L’allaitement, c’est gratuit! Oui, mais…
Au Québec, nous avons la chance de pouvoir compter sur un généreux congé parental. Ce qui n’est pas le cas de beaucoup de pays, et surtout pas aux États-Unis. Les mères doivent donc souvent regagner le marché du travail à peine quelques semaines après avoir accouché. Elles peuvent toujours tirer leur lait, vous me direz. Oui, mais…
Étant travailleuse autonome, je bosse principalement de la maison. J’ai donc pu donner le sein à mon premier-né bien au-delà des 2 ans recommandés par l’Organisation mondiale de la Santé (3 ans et j’allaite encore!). Tirer mon lait, je ne l’ai fait qu’à l’occasion, pour ces quelques moments où nous devions faire garder bébé. Rien de bien compliqué. Mais pour celles qui doivent reprendre un poste à temps plein rapidement ou après le congé de maternité, le tire-lait devient un outil indispensable, du moins si la mère tient à continuer d’offrir du lait maternel à son bébé.
Pour nourrir un nouveau-né et établir une production de lait optimale, la mère doit exprimer son lait toutes les 2 à 3 heures et, même si cette fréquence diminue à mesure que son bébé grandit, la plupart des femmes doivent quand même tirer leur lait au minimum deux fois par jour. Sauter ou retarder une séance n’est pas seulement inconfortable physiquement, mais ça risque aussi d’entraîner un blocage des canaux lactifères ou même une mastite. À court terme, on pense peut-être à un chemisier taché, mais à long terme, ça signale au corps qu’il doit commencer à produire moins de lait, ce qui, au final, finit par compromettre l’allaitement.

_CONSIGNE 1_: Recopiez tel quel, dans l'extrait sur l'allaitement, tout ce qui va de « Pour nourrir un » jusqu'à « par compromettre l’allaitement. ».
_CONSIGNE 2_:
Répondez brièvement à ces questions sur l'extrait consacré à l'allaitement.
(a) Où la personne qui écrit travaille-t-elle principalement ?
(b) Combien d'années d'allaitement l'Organisation mondiale de la Santé recommande-t-elle, selon le texte ?
(c) À quelle fréquence une mère doit-elle exprimer son lait pour nourrir un nouveau-né et établir une production optimale ?
_CONSIGNE 3_: Rédigez la suite du texte sur l'allaitement en reprenant après sa dernière phrase.

_DONNÉES ENREGISTRÉES_:
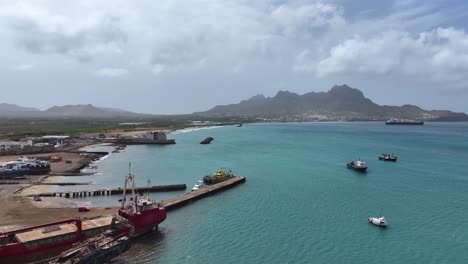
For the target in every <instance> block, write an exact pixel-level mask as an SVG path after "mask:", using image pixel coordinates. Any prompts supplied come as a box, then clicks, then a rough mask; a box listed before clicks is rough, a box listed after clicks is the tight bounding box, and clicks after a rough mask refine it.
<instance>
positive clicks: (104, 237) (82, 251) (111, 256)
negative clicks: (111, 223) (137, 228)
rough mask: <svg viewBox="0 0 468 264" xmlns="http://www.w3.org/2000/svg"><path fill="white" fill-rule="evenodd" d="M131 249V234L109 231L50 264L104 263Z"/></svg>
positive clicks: (52, 262)
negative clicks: (117, 233)
mask: <svg viewBox="0 0 468 264" xmlns="http://www.w3.org/2000/svg"><path fill="white" fill-rule="evenodd" d="M129 248H130V234H116V233H115V232H112V231H111V230H107V231H106V232H103V233H101V234H98V235H96V236H95V237H93V238H89V239H87V240H85V241H82V242H79V243H76V244H75V245H74V247H73V248H71V249H69V250H67V251H65V252H63V253H62V254H60V255H59V256H58V257H57V258H55V259H53V260H51V261H49V264H95V263H104V262H107V261H109V260H112V259H113V258H115V257H117V256H119V255H120V254H122V253H123V252H125V251H127V250H128V249H129Z"/></svg>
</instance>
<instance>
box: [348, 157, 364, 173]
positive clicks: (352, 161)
mask: <svg viewBox="0 0 468 264" xmlns="http://www.w3.org/2000/svg"><path fill="white" fill-rule="evenodd" d="M346 166H347V167H348V168H350V169H354V170H357V171H360V172H365V171H366V170H367V164H366V162H364V161H362V160H360V159H359V160H356V161H351V162H350V163H346Z"/></svg>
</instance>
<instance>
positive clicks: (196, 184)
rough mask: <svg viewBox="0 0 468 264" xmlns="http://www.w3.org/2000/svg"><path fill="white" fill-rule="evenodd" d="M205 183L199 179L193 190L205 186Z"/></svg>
mask: <svg viewBox="0 0 468 264" xmlns="http://www.w3.org/2000/svg"><path fill="white" fill-rule="evenodd" d="M205 187H206V186H205V184H203V181H197V183H196V184H195V185H194V186H193V188H192V192H193V191H197V190H199V189H202V188H205Z"/></svg>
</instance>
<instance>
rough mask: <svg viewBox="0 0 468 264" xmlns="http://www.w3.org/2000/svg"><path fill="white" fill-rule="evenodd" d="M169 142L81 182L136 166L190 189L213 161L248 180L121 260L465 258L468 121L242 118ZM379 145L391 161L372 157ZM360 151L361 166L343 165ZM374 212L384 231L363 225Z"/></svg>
mask: <svg viewBox="0 0 468 264" xmlns="http://www.w3.org/2000/svg"><path fill="white" fill-rule="evenodd" d="M207 136H212V137H214V138H215V139H214V141H213V142H212V144H210V145H200V144H199V142H200V141H201V140H202V139H203V138H205V137H207ZM170 137H172V138H175V139H176V141H177V144H176V145H173V146H128V147H127V148H126V149H125V151H123V152H121V153H116V154H112V155H110V156H109V157H107V158H106V159H105V160H102V161H100V162H99V165H98V166H99V168H98V172H99V174H98V175H95V176H90V177H79V178H80V180H83V181H92V182H94V185H96V186H105V187H109V186H121V184H122V181H123V177H124V176H125V174H126V173H127V172H128V162H129V161H131V162H132V171H133V173H134V174H135V175H136V176H137V178H138V183H139V185H141V186H144V185H146V180H147V179H150V180H151V184H154V185H155V184H171V183H186V184H187V185H188V187H189V188H191V187H192V185H193V184H194V183H195V182H196V181H197V180H199V179H201V178H202V177H203V176H204V175H206V174H211V173H213V172H214V171H216V170H217V169H219V168H225V169H231V170H232V171H233V172H235V173H236V174H238V175H243V176H246V177H247V182H246V183H245V184H243V185H239V186H237V187H235V188H233V189H231V190H228V191H226V192H222V193H219V194H216V195H213V196H210V197H208V198H204V199H202V200H199V201H197V202H194V203H192V204H190V205H188V206H186V207H183V208H180V209H178V210H175V211H172V212H170V213H169V214H168V217H167V219H166V221H165V222H163V223H162V224H161V225H160V227H159V230H158V231H157V232H154V233H152V234H149V235H148V236H145V237H143V238H141V239H138V240H136V241H135V243H134V244H133V246H132V248H131V249H130V250H129V251H128V252H127V253H125V254H124V255H123V256H122V257H121V258H119V259H118V260H117V261H116V262H118V263H165V264H170V263H379V264H384V263H468V123H426V124H425V125H424V126H385V124H383V123H382V122H363V123H360V122H356V123H284V124H283V123H281V124H252V125H250V124H248V125H246V126H244V127H241V128H239V127H218V128H213V129H200V130H195V131H178V132H175V133H173V134H171V135H170ZM383 152H389V153H395V154H396V155H398V157H399V160H398V162H396V163H392V162H383V161H379V160H378V159H377V157H378V156H379V155H380V154H381V153H383ZM358 158H361V159H363V160H365V161H366V162H367V163H368V166H369V168H368V172H367V173H365V174H362V173H357V172H355V171H352V170H350V169H347V168H346V163H347V162H349V161H351V160H356V159H358ZM77 179H78V177H74V178H73V179H71V180H70V181H76V180H77ZM176 194H177V192H176V193H163V194H157V195H155V196H154V197H155V198H157V199H165V198H166V197H169V196H173V195H176ZM116 199H117V198H116V197H113V198H103V199H100V200H99V199H96V200H89V199H88V200H83V201H82V202H87V203H89V204H91V205H103V204H113V205H116V204H117V201H114V200H116ZM381 214H382V215H384V216H385V217H386V219H387V221H388V223H389V227H388V228H387V229H382V228H379V227H377V226H373V225H371V224H368V223H367V218H368V217H370V216H380V215H381Z"/></svg>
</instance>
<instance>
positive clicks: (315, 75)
mask: <svg viewBox="0 0 468 264" xmlns="http://www.w3.org/2000/svg"><path fill="white" fill-rule="evenodd" d="M467 26H468V2H467V1H464V0H445V1H442V0H440V1H439V0H433V1H415V0H395V1H375V0H362V1H356V0H335V1H332V0H331V1H326V0H320V1H315V0H309V1H307V0H290V1H286V0H255V1H251V0H229V1H221V0H158V1H154V0H139V1H134V0H127V1H124V0H100V1H97V0H80V1H63V0H30V1H20V0H17V1H12V0H0V103H2V102H6V103H13V104H19V105H21V106H28V107H36V108H38V109H41V110H45V109H47V108H49V107H52V106H54V105H67V104H93V105H96V106H102V107H116V108H121V109H125V110H129V111H134V112H139V113H152V114H185V113H192V112H195V111H205V110H208V109H210V108H212V107H214V106H215V105H223V104H230V103H238V102H240V101H241V100H244V99H248V98H250V97H252V96H254V95H256V94H264V95H265V96H269V97H271V96H274V95H275V94H276V93H277V92H278V91H279V90H283V91H284V90H288V91H291V92H295V93H298V94H304V93H307V92H311V91H315V92H321V91H328V90H329V89H330V88H331V87H332V86H333V85H335V84H336V85H341V84H347V85H349V86H351V87H353V88H357V89H359V90H361V91H362V92H363V93H364V95H365V96H366V97H367V98H369V99H371V100H372V101H374V102H375V103H378V104H381V105H383V104H385V105H403V104H414V105H418V106H420V107H422V108H424V109H428V110H431V109H449V110H452V111H457V112H466V113H468V103H467V102H468V33H467Z"/></svg>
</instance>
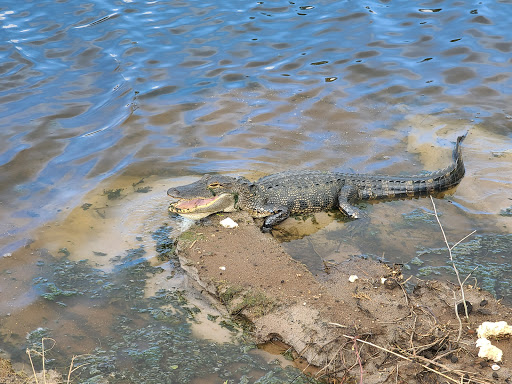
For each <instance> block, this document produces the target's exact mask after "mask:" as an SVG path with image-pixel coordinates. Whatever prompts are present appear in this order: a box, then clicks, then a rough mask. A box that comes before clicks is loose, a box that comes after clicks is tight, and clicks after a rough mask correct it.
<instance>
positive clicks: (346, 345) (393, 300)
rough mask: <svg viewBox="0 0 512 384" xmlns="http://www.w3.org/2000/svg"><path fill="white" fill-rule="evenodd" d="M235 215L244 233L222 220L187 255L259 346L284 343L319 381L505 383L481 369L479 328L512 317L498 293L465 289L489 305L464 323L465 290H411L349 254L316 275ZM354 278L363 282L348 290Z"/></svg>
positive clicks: (184, 246)
mask: <svg viewBox="0 0 512 384" xmlns="http://www.w3.org/2000/svg"><path fill="white" fill-rule="evenodd" d="M229 216H230V217H231V218H232V219H234V220H235V221H236V222H237V223H238V225H239V226H238V227H237V228H232V229H228V228H224V227H222V226H221V225H220V224H219V221H221V220H222V219H225V218H226V216H225V215H214V216H211V217H209V218H208V219H206V220H203V221H201V222H199V223H198V224H197V225H195V226H193V227H192V228H191V229H189V230H188V231H187V232H185V233H183V234H182V235H181V236H180V238H179V241H178V256H179V258H180V261H181V264H182V267H183V268H184V269H185V271H187V273H188V274H189V275H190V276H191V277H193V278H194V279H195V280H196V281H197V282H198V284H199V285H200V286H202V287H203V288H204V289H205V290H206V292H208V294H209V295H211V296H213V297H214V298H215V300H217V304H218V307H219V308H220V309H221V310H223V311H224V313H226V314H228V315H229V316H231V317H233V318H235V319H236V318H243V319H244V320H248V321H250V322H251V323H252V324H253V325H254V335H255V338H256V342H258V343H266V342H269V341H272V340H278V341H280V342H284V343H285V344H287V345H289V346H291V347H292V348H293V349H294V351H295V355H296V356H298V357H301V358H303V359H306V360H307V362H308V363H309V364H311V365H314V366H316V367H317V368H318V370H317V372H316V376H317V377H319V378H325V377H327V376H331V377H338V378H348V377H354V378H356V379H357V380H360V376H361V375H362V376H363V377H364V383H366V384H371V383H386V382H389V383H391V382H392V383H395V382H396V381H395V380H396V378H397V377H399V378H400V379H401V380H403V382H407V383H437V382H440V383H441V382H443V383H444V382H454V383H455V382H460V381H461V377H463V373H462V372H464V374H466V375H469V377H470V378H471V380H479V381H475V382H481V383H486V382H489V383H491V382H493V383H494V382H496V380H495V378H493V376H492V375H493V371H492V370H491V368H490V367H488V366H485V365H484V366H482V365H480V364H479V362H480V361H481V359H479V358H478V357H477V354H478V350H477V348H476V347H475V342H476V339H477V337H476V334H475V332H474V330H475V329H476V328H477V327H478V325H480V324H481V323H482V322H483V321H499V320H504V319H510V318H512V310H511V309H510V308H506V307H504V306H502V305H501V304H500V303H499V302H498V301H497V300H496V299H495V298H493V297H492V295H491V294H489V293H487V292H484V291H481V290H480V289H478V288H474V287H471V286H466V287H465V288H464V293H465V298H466V300H468V301H469V302H471V303H473V304H474V306H476V305H475V304H477V305H478V303H480V302H482V300H487V301H488V304H487V305H486V310H485V311H475V312H473V313H472V314H471V315H470V316H469V319H465V317H463V316H462V317H461V323H459V320H458V318H457V316H456V313H455V300H454V295H456V296H457V298H459V300H460V288H459V287H458V286H455V285H453V284H450V283H448V282H441V281H421V280H417V279H414V284H413V283H411V281H409V282H408V283H407V284H404V280H403V276H402V273H401V271H400V269H399V268H397V267H393V266H387V265H385V264H382V263H379V262H377V261H373V260H367V259H363V258H358V257H349V256H348V255H347V257H346V260H345V261H343V262H340V263H339V264H337V265H334V266H331V267H330V268H329V271H330V273H326V274H324V275H322V276H314V275H313V274H311V273H310V272H309V271H308V270H307V268H306V267H305V266H304V265H303V264H301V263H300V262H297V261H295V260H294V259H293V258H292V257H291V256H290V255H289V254H287V253H286V252H285V250H284V249H283V247H282V246H281V245H280V244H279V242H278V241H277V240H275V239H274V238H273V237H272V235H270V234H264V233H262V232H261V231H260V229H259V228H258V227H257V226H256V225H255V224H254V222H253V219H252V218H251V217H249V216H248V215H247V214H246V213H244V212H236V213H233V214H230V215H229ZM350 275H357V276H358V279H357V280H356V281H355V282H349V276H350ZM406 288H407V289H406ZM353 338H356V339H358V340H362V341H357V342H356V341H354V339H353ZM495 345H497V346H498V347H499V348H501V349H503V352H504V361H503V362H502V363H501V364H500V366H501V369H500V370H499V372H498V375H499V378H500V379H503V380H505V379H507V378H509V377H511V376H512V373H511V372H512V371H511V367H512V341H510V340H500V341H497V342H496V343H495ZM453 356H456V357H457V358H453ZM397 370H398V371H397ZM443 375H444V376H443ZM447 377H448V379H447Z"/></svg>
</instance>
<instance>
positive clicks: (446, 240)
mask: <svg viewBox="0 0 512 384" xmlns="http://www.w3.org/2000/svg"><path fill="white" fill-rule="evenodd" d="M430 201H431V202H432V207H433V208H434V215H435V217H436V220H437V223H438V224H439V228H441V233H442V234H443V239H444V243H445V244H446V248H448V255H449V256H450V261H451V263H452V267H453V270H454V271H455V275H456V276H457V281H458V282H459V286H460V292H461V295H462V304H463V305H464V312H465V314H466V319H468V318H469V315H468V307H467V305H466V297H465V295H464V285H463V283H462V281H461V280H460V276H459V271H458V270H457V267H456V266H455V262H454V261H453V254H452V250H453V249H454V248H455V247H456V246H457V245H459V244H460V243H462V242H463V241H464V240H466V239H467V238H468V237H469V236H471V235H472V234H474V233H475V232H476V230H475V231H473V232H471V233H470V234H468V235H466V236H464V237H463V238H462V239H460V240H459V241H457V242H456V243H455V244H454V245H453V246H451V247H450V244H449V243H448V239H447V238H446V233H445V232H444V229H443V225H442V224H441V220H439V215H438V214H437V209H436V205H435V203H434V199H433V198H432V196H430ZM468 277H469V276H468ZM466 280H467V277H466V279H465V280H464V281H466ZM455 313H456V315H457V318H458V319H459V322H460V317H459V314H458V312H457V304H455ZM460 324H461V328H462V322H460ZM460 333H461V330H459V338H458V339H457V341H459V340H460Z"/></svg>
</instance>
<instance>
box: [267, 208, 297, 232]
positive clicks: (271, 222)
mask: <svg viewBox="0 0 512 384" xmlns="http://www.w3.org/2000/svg"><path fill="white" fill-rule="evenodd" d="M265 210H266V211H267V212H270V213H271V214H270V215H269V216H267V217H265V221H264V222H263V226H262V227H261V231H262V232H264V233H269V232H270V231H271V230H272V227H273V226H274V225H277V224H279V223H280V222H282V221H284V220H285V219H287V218H288V216H290V210H289V209H288V207H287V206H285V205H266V206H265Z"/></svg>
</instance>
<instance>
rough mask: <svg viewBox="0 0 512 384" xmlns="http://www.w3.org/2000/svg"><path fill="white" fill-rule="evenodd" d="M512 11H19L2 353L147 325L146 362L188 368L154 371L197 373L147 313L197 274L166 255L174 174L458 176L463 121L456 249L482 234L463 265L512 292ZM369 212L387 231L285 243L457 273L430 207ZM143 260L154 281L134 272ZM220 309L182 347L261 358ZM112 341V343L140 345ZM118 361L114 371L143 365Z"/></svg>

_RÉSULTAT 1_:
Pour nourrir un nouveau-né et établir une production de lait optimale, la mère doit exprimer son lait toutes les 2 à 3 heures et, même si cette fréquence diminue à mesure que son bébé grandit, la plupart des femmes doivent quand même tirer leur lait au minimum deux fois par jour. Sauter ou retarder une séance n’est pas seulement inconfortable physiquement, mais ça risque aussi d’entraîner un blocage des canaux lactifères ou même une mastite. À court terme, on pense peut-être à un chemisier taché, mais à long terme, ça signale au corps qu’il doit commencer à produire moins de lait, ce qui, au final, finit par compromettre l’allaitement.

_RÉSULTAT 2_:
(a) De la maison.
(b) 2 ans.
(c) Toutes les 2 à 3 heures.

_RÉSULTAT 3_:
Peu ou pas d’accommodations
Il peut sembler évident que l’allaitement maternel soit la méthode la plus bénéfique de nourrir son bébé, mais le problème réside dans le fait que la société est bien mal préparée pour accommoder les mères allaitantes. Au bureau, par exemple. Connaissez-vous beaucoup d’entreprises offrant une salle privée dédiée aux mères pour qu’elles puissent tirer leur lait? Une seule? Non, les toilettes, ça ne compte pas. C’est probablement le lieu le moins hygiénique ever pour le faire.
Déjà que ce ne soit pas l’affaire la plus élégante au monde, je m’imagine assez mal devoir tirer mon lait dans un cubicule, une salle de conférence ou la cuisine d’un bureau. Avec le bruit que ça fait en plus… Et je n’ose même pas penser aux mères qui doivent voyager pour le travail.
En l’absence d’installations offrant propreté, calme et intimité, la mère souhaitant tirer son lait se voit donc contrainte de retarder les séances ou même d’abandonner complètement l’idée de le faire sur son lieu de travail. Et comme toutes les femmes ne bénéficient pas d’un congé parental digne de ce nom, ou n’ont pas la possibilité de rester ou de travailler à la maison, la formule devient rapidement la solution de rechange par excellence. Voilà pour les raisons économiques.
Promouvoir l’allaitement d’abord, c’est bien. Ça, c’est la job de l’OMS. Mais faire que l’allaitement soit vraiment un libre choix en offrant des installations et des politiques qui vont en ce sens, c’est mieux. Et ça, c’est la job du gouvernement. Sinon, le lait maternisé restera toujours la solution pratique.